▶ Instructions for the task: Repeat each line word for word.

▶ Object point labels:
——
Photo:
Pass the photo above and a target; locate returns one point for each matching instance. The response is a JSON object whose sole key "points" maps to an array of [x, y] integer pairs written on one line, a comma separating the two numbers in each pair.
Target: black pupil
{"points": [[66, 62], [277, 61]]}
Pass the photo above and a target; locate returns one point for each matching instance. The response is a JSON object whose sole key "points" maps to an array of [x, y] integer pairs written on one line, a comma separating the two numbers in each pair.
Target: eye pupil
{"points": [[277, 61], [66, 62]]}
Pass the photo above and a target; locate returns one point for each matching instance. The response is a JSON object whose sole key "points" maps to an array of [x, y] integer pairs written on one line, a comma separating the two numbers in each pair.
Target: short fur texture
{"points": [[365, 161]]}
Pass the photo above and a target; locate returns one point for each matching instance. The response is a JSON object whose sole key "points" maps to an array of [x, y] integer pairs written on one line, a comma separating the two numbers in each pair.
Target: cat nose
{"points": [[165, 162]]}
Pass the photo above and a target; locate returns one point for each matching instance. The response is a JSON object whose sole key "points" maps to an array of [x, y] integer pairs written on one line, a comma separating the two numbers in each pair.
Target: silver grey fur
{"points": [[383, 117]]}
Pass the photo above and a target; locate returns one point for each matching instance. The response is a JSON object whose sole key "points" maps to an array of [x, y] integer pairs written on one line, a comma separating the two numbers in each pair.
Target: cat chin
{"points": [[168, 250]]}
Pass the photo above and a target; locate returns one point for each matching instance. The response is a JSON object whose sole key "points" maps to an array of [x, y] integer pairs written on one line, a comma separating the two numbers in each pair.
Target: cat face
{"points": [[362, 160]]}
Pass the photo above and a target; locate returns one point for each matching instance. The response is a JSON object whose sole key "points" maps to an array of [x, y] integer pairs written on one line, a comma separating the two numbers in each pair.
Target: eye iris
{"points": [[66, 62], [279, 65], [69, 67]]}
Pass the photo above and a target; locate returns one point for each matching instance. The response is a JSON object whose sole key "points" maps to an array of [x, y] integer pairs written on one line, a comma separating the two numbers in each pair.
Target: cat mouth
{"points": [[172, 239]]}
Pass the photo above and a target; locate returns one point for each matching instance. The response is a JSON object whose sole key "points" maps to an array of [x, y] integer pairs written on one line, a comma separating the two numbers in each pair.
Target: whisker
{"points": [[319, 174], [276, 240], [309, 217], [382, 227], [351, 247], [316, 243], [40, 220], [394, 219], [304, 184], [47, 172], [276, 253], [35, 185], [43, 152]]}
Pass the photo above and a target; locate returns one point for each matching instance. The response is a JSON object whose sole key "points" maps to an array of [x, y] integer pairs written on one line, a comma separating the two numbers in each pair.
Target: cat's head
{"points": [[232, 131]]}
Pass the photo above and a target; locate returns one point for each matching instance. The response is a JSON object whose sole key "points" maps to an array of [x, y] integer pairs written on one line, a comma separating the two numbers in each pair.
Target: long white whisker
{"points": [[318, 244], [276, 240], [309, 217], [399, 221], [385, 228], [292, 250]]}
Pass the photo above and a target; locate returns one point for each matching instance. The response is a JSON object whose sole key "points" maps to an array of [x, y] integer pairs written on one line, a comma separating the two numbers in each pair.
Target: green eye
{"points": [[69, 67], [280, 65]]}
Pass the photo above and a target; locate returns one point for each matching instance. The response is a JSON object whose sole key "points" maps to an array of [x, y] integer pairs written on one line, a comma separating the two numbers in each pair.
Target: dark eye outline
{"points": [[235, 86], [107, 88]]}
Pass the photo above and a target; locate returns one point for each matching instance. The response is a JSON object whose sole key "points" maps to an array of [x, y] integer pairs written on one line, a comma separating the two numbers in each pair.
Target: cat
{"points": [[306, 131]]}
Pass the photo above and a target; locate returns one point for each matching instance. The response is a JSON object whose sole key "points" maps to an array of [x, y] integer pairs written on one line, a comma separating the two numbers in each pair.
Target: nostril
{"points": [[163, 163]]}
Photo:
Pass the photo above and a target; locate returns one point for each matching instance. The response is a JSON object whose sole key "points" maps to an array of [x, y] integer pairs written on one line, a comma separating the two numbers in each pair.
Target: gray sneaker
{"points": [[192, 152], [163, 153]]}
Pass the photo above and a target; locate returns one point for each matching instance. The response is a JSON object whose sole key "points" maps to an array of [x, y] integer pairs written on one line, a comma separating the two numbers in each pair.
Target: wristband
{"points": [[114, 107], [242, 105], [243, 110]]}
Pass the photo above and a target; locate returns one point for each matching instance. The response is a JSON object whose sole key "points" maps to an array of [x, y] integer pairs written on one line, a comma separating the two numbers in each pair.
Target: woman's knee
——
▶ Finished exercise:
Photo:
Pass the photo above and a target; locate returns one point for each matching instance. The response is a JSON object whose sole key "points" maps to an array of [x, y] integer pairs written on one line, a comma separating the two numbers in each pair.
Target: black pupil
{"points": [[66, 62], [277, 61]]}
Pass the photo above and a target; locate returns one point for each matching instance. The response is a JSON object whose sole key "points" maps to an array of [x, y] integer pairs written on one line, a comma separating the two numbers in each pair.
Target: eye pupil
{"points": [[277, 61], [66, 62]]}
Pass the photo above and a target; locate returns one point for each matching instance. The response is a JSON object whose sole key "points" maps to an array of [x, y] integer pairs written on one line, a comma separating the two numbers in each pair.
Target: short fur texture
{"points": [[365, 161]]}
Pass the photo above and a target; locate returns one point for each matching instance. The response is a JSON object whose sole key "points" maps to an array of [x, y] integer pairs written on one line, a comma separating the two numbers in each pair.
Target: cat nose
{"points": [[165, 162]]}
Pass the photo above and a target; locate returns one point for each matching instance. The response is a JSON object whose sole key "points" maps to an array of [x, y] integer pairs written on one line, a comma separating the two numbers in each pair.
Target: silver grey fur
{"points": [[383, 117]]}
Pass the photo above and a target; locate returns one point for each matching instance. The response is a JSON object whose sole key "points" maps to an array of [x, y] integer pairs written on one line, a comma separating the two numbers in each pair.
Target: cat chin
{"points": [[168, 250]]}
Pass the photo above and a target; locate returns one point for each matching instance. The response is a JSON object whose sole key "points" maps to an array of [x, y] integer pairs written on one line, a comma separating the two numbers in each pair.
Target: cat face
{"points": [[362, 160]]}
Pass the photo above and a target; locate returns one point for each matching instance. The response is a JSON object whose sole key "points" maps to an array of [x, y] integer pairs written on one line, a comma separating the two numbers in each pair.
Target: eye iris
{"points": [[66, 62], [279, 65], [69, 67]]}
Pass the photo above and a target; locate returns one point for each matching instance. The response is a JSON object whose sole key "points" maps to an array of [x, y] integer pairs written on one line, a comma separating the two numbers in each pair.
Target: cat mouth
{"points": [[172, 239]]}
Pass the photo above and a target; locate returns one point for each matching instance. The response is a JSON object whose sole key "points" maps to an array of [x, y] integer pairs written on one line, a comma separating the two numbers in each pair.
Target: whisker
{"points": [[319, 174], [276, 240], [309, 217], [382, 227], [351, 247], [316, 243], [40, 220], [394, 219], [304, 184], [47, 172], [276, 253], [35, 185], [43, 152]]}
Pass the photo above and a target; locate returns one point for each matching instance. The response is a JSON object whose sole key "points" maps to an array of [x, y] integer pairs written on one line, a comma separating the two numbers in each pair.
Target: cat's head
{"points": [[232, 131]]}
Pass the photo above and a target; locate returns one point for each matching instance. The response is a JSON object whose sole key "points" maps to an array of [x, y] integer pairs written on one line, a comma separating the two numbers in each pair.
Target: long white whisker
{"points": [[318, 244], [276, 240], [309, 217], [399, 221], [385, 228], [292, 250]]}
Pass the photo above and a target; locate returns one point for each matching instance. The response is a JSON object whose sole key "points" maps to an array of [x, y] integer pairs written on one line, a comma separating the two numbers in each pair.
Target: green eye
{"points": [[69, 67], [280, 65]]}
Pass the photo above and a target; locate returns one point for each matching instance. The response is a JSON object whose sole key "points" maps to an array of [x, y] integer pairs written on one line, a comma separating the two numbers in each pair.
Target: dark eye outline
{"points": [[235, 86], [107, 88]]}
Pass the photo above and a target; locate returns one point for each matching instance. The response is a JSON object whose sole key "points" maps to an array of [x, y] integer pairs written on one line, a comma separating the two numbers in each pair.
Target: cat
{"points": [[306, 131]]}
Pass the photo above and a target; locate returns one point for each matching instance. The response is a JSON object whose sole key "points" maps to an array of [x, y] integer pairs written on one line, a comma separating the two numbers in each pair.
Target: nostril
{"points": [[163, 163]]}
Photo:
Pass the photo above and a target; locate returns one point for each matching instance. The response is a JSON object whose sole key "points" maps to an array of [x, y] integer pairs written on one line, a comma separating the two numbers in each pair.
Target: gray sneaker
{"points": [[192, 152], [163, 153]]}
Pass the photo above and a target; locate returns one point for each matching instance. The response is a JSON object whose sole key "points" maps to an array of [x, y] integer pairs written on one line, a comma separating the two numbers in each pair.
Target: wristband
{"points": [[114, 107], [242, 105], [243, 110]]}
Pass the photo above and a target; locate returns one point for each matching instance. The response is a JSON object whose sole key "points" maps to an array of [x, y] integer pairs written on one line, a comma separating the two numbers in each pair.
Target: woman's knee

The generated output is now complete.